**Problem set:**
[1] Please answer these questions from the article on legislators' pay:
(a) On what date does the legislative session restart?
(b) About how many bills and resolutions are left over from last spring?
(c) To what amount would Rep. Jeannette James's measure lower legislators' monthly salaries?
[2] Carry the article on proposals to cut legislators' pay and shorten their time in Juneau forward from its last sentence.

**Page excerpt:**
********************

One state legislator wants to cut lawmakers' pay and another wants to shorten the time they spend in Juneau.
Those proposals are among 20 new bills and resolutions lawmakers filed in advance of the Jan. 10 restart of the legislative session. Another batch of new bills will be released to the public Friday.
The new ideas join about 400 bills and resolutions left over from last spring that will compete for legislators' time and attention in the second year of the current legislative session.
Rep. Jeannette James, a North Pole Republican, will be pushing a measure to lower legislators' monthly salaries from $2,001 to $1,801.
``I've been listening to the news reports and the general public complaining about why - if were asking them to cut - why don't we cut?'' she said.
She doesn't favor cutting legislators' per diem - the daily payments they receive for the time they're in Juneau or for days worked between sessions. Legislators need that if they are to abandon their jobs and keep up two homes during the 4 months they're in Juneau, she said.

********************

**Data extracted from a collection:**
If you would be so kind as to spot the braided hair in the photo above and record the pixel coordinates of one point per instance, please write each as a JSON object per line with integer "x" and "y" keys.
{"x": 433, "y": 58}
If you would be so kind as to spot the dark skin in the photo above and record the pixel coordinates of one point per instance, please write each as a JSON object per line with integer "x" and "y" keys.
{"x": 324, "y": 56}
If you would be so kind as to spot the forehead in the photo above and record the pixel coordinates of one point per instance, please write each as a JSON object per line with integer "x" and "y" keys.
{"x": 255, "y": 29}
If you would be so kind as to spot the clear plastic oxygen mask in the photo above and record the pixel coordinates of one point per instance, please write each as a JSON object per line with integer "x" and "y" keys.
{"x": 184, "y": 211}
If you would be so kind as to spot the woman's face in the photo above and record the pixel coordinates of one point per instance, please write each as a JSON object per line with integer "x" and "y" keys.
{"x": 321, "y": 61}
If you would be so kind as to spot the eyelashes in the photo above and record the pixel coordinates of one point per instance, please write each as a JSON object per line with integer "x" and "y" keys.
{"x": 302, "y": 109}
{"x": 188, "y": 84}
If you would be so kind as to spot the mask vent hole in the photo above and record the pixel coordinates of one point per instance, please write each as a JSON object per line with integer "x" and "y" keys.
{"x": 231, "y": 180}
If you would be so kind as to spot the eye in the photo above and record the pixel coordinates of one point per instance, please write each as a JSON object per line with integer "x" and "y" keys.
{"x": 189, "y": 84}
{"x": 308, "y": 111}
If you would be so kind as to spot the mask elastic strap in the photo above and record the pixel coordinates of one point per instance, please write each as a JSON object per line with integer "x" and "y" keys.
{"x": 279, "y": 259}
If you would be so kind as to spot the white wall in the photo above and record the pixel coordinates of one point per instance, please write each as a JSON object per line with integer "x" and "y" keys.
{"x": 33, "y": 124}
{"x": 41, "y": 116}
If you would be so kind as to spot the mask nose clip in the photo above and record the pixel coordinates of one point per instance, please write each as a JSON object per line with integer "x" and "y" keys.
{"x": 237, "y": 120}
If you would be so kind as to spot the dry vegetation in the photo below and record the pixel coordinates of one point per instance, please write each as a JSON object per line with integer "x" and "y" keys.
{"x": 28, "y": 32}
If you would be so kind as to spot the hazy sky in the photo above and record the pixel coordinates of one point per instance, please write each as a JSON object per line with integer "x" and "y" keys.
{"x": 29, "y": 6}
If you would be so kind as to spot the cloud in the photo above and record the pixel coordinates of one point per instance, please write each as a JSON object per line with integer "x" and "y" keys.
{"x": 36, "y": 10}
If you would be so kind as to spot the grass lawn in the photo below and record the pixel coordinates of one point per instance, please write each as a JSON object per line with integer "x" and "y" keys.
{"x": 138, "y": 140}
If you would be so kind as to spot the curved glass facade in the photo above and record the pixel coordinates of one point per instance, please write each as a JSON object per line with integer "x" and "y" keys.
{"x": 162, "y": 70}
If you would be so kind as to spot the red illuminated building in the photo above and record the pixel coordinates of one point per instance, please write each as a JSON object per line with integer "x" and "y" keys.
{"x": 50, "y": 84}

********************

**Answers provided:**
[1]
(a) Jan. 10
(b) About 400
(c) $1,801

[2]
Rather, she would cut the monthly salary they receive all year long. Most legislators do have other jobs, so that salary is not their only source of income, she said.
``This is where I'm willing to cut,'' she said. ``I'm sure no one else is. I'm sure they're going to be mad at me for filing this bill. I just decided I wanted to make a statement to the folks out there.''
Sen. Sean Parnell, an Anchorage Republican and co-chairman of the Senate Finance Committee, is introducing a constitutional amendment to shorten legislative sessions from 120 to 75 days.
``It's just a good government measure,'' Parnell said. ``We can get the work done in a shorter period of time, we can save money doing it, and we can attract more people to serve.''
The length of sessions now - they occupy about five months of the year including moving time - makes running for office unattractive to many people who would have to leave jobs and families for that period of time, he said.
Some of the other new bills being introduced include:
Senate bills 187 and 188 by Anchorage Democratic Sen. Johnny Ellis would require children under age 16 to wear helmets when riding bicycles or off-road vehicles.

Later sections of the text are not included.